• Page text:

● ● ● ●

‘Sea of Solitude’ Captures the Loneliness and Anxiety of the Pandemic – WIRED

When we first meet Kay, the protagonist of Sea of Solitude, she cannot remember when she last saw the sun and no longer recognizes her own reflection. Dark fur covers her limbs and her eyes glow like embers. Consumed by loneliness, she has transformed into a monstrous caricature of herself. This nightmarish fable from Berlin-based developer Jo-Mei Games takes place inside a young woman’s deteriorating psyche, depicted as a drowned city populated by the manifestations of her inner demons. There’s a giant who screeches out the self-loathing monologue in Kay’s head and a serpentine beast that lurks beneath the waves, threatening to capsize her rickety boat. All of the people in Kay’s life—her brother, who is being bullied at school; her parents, embroiled in divorce; and her partner, devoured by clinical depression—have degenerated into monsters as well, too trapped in their own cyclical traumas to see a way out.

Kay’s struggle to stay afloat, literally and figuratively, may feel familiar to many people who have spent an uncomfortable amount of time locked in with their own thoughts over the past year. Fittingly, Jo-Mei released Sea of Solitude: The Director’s Cut, a collaboration with French developer Quantic Dream, exclusively for the Nintendo Switch on March 4. Though Sea of Solitude’s initial release in 2019 with publisher Electronic Arts Originals predates the pandemic, few works feel as tailor-made to the claustrophobia and alienation of the world we’re now living in.

● ● ● ●

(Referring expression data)
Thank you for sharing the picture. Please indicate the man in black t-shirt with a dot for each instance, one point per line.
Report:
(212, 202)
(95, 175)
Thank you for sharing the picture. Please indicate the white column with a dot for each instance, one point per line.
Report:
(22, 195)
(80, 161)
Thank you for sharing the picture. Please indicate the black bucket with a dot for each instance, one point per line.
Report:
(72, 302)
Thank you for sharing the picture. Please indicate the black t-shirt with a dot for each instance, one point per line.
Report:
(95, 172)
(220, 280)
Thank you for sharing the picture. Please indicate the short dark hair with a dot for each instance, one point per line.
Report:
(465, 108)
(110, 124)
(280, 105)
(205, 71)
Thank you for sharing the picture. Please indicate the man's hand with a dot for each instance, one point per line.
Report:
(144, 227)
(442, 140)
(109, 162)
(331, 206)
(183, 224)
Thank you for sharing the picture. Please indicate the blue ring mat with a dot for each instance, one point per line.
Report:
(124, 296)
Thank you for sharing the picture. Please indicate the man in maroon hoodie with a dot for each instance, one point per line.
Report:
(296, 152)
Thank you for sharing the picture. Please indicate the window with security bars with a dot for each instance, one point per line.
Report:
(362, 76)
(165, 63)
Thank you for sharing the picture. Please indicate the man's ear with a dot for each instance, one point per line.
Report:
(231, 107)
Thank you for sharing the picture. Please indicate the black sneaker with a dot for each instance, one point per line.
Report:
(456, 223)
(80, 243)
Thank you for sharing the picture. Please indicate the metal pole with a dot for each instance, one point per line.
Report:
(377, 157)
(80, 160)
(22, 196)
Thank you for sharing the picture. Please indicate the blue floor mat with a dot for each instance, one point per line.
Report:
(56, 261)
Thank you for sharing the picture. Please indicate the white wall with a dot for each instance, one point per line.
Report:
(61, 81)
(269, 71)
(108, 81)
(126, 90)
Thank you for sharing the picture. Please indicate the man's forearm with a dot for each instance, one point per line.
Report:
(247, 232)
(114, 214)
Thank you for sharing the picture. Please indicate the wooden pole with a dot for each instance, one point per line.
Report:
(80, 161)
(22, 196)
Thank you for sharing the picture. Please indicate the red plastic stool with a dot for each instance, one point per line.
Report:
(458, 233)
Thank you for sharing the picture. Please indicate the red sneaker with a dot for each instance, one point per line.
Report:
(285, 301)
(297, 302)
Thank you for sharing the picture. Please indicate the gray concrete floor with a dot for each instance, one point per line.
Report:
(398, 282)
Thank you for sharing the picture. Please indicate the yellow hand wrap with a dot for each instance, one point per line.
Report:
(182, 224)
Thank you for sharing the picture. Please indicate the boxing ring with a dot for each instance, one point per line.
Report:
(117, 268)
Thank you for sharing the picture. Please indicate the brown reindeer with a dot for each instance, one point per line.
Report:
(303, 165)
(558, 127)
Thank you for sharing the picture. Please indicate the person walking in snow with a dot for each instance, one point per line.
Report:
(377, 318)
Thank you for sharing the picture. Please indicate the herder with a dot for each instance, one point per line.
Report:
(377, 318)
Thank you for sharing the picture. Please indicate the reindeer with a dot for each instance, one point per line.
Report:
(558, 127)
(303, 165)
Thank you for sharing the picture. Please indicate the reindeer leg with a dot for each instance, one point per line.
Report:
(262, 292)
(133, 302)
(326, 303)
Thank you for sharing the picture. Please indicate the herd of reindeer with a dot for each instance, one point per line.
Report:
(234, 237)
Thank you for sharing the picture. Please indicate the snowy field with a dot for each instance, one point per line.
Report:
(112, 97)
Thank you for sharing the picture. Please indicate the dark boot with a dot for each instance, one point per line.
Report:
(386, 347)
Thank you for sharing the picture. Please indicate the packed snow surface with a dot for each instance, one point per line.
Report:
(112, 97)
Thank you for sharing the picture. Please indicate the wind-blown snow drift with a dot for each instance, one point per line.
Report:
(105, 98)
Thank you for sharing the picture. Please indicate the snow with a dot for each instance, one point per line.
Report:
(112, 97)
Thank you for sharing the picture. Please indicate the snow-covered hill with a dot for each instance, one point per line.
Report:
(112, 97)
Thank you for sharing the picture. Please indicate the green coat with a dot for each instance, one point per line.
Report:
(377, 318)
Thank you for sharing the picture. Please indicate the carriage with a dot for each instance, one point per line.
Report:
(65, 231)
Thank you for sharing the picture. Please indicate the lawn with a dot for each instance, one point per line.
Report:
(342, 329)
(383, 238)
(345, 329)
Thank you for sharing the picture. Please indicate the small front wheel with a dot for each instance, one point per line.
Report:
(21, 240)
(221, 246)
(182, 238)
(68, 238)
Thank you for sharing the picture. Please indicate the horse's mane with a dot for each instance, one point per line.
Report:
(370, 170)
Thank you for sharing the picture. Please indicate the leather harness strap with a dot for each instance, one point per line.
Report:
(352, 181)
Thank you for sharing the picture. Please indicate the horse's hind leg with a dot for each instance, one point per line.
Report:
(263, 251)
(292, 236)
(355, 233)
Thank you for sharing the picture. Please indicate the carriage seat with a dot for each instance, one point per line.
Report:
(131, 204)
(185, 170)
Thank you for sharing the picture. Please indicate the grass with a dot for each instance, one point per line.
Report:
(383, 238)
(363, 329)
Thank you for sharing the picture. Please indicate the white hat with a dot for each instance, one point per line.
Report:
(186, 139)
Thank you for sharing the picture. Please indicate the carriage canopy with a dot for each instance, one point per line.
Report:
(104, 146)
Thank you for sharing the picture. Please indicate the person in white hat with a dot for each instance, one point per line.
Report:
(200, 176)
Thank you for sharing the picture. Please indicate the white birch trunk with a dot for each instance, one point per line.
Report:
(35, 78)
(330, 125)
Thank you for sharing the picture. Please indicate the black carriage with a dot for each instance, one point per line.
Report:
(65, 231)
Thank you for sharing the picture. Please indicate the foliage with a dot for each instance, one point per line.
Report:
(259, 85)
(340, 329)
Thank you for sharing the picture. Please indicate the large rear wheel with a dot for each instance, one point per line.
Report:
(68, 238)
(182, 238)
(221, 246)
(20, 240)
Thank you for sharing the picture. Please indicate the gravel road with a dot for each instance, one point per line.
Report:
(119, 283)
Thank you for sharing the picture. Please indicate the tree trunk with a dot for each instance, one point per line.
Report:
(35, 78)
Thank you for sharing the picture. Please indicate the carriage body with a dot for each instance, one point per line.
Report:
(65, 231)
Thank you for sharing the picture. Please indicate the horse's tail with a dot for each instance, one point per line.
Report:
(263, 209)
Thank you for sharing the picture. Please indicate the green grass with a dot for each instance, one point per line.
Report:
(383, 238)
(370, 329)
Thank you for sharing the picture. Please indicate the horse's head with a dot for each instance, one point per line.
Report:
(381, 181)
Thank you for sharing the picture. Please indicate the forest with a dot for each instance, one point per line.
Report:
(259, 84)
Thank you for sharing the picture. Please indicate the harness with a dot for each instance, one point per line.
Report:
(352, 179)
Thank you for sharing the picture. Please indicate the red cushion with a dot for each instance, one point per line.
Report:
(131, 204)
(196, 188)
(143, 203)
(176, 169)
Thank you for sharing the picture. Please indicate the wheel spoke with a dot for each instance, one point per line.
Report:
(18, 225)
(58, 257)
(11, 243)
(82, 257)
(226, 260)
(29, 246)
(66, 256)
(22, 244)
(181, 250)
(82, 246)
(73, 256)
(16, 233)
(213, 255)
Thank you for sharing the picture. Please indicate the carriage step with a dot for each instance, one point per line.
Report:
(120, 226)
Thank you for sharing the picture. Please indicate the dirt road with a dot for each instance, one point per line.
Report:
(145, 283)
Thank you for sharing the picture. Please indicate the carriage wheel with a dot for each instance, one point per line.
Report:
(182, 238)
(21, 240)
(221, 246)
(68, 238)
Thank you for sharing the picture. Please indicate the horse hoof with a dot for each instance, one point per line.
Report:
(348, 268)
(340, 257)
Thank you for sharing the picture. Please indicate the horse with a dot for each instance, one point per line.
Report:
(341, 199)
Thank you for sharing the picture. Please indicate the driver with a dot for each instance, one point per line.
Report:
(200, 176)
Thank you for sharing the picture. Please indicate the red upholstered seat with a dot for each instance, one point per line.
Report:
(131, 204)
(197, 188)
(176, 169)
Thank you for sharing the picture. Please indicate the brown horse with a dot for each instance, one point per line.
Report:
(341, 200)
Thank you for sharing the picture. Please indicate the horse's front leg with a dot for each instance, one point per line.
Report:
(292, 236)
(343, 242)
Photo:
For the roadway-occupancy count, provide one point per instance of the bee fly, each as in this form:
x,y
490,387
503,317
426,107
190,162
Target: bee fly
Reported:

● ● ● ●

• Tasks:
[A] Sum up the Sea of Solitude article in two sentences.
[B] According to the Sea of Solitude article, which French developer worked with Jo-Mei on The Director's Cut?
This material has nothing to do with the Sea of Solitude article.

• Task responses:
[A] Sea of Solitude, from Berlin-based developer Jo-Mei Games, follows Kay, a young woman consumed by loneliness and turned into a monster, through a drowned city that depicts her deteriorating psyche, where her inner demons and the people in her life have also become monsters. Though the game first came out in 2019, before the pandemic, Jo-Mei released Sea of Solitude: The Director's Cut, made with Quantic Dream, exclusively for the Nintendo Switch on March 4, and it fits the claustrophobia and alienation of the past year.

[B] Quantic Dream.